**Data to use**
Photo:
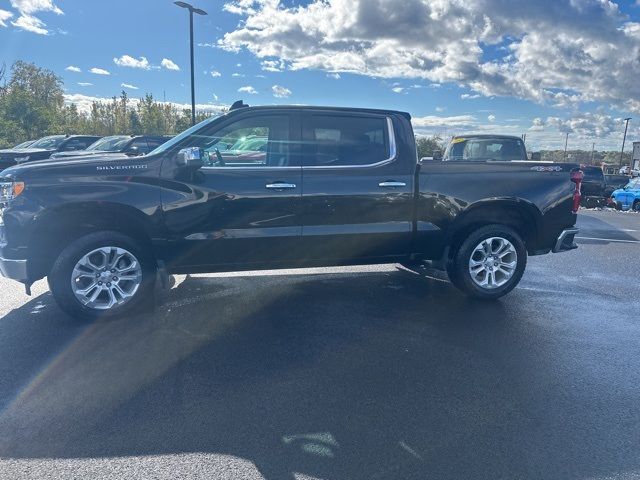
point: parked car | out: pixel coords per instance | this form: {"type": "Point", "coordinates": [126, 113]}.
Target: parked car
{"type": "Point", "coordinates": [614, 182]}
{"type": "Point", "coordinates": [628, 197]}
{"type": "Point", "coordinates": [131, 146]}
{"type": "Point", "coordinates": [335, 186]}
{"type": "Point", "coordinates": [486, 148]}
{"type": "Point", "coordinates": [44, 148]}
{"type": "Point", "coordinates": [23, 145]}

**Exercise**
Print every entry above again, exactly as written. Leave the images out.

**Answer space**
Photo:
point: parked car | out: pixel coords per instance | this form: {"type": "Point", "coordinates": [126, 113]}.
Target: parked car
{"type": "Point", "coordinates": [614, 182]}
{"type": "Point", "coordinates": [628, 197]}
{"type": "Point", "coordinates": [131, 146]}
{"type": "Point", "coordinates": [335, 186]}
{"type": "Point", "coordinates": [486, 148]}
{"type": "Point", "coordinates": [44, 148]}
{"type": "Point", "coordinates": [23, 145]}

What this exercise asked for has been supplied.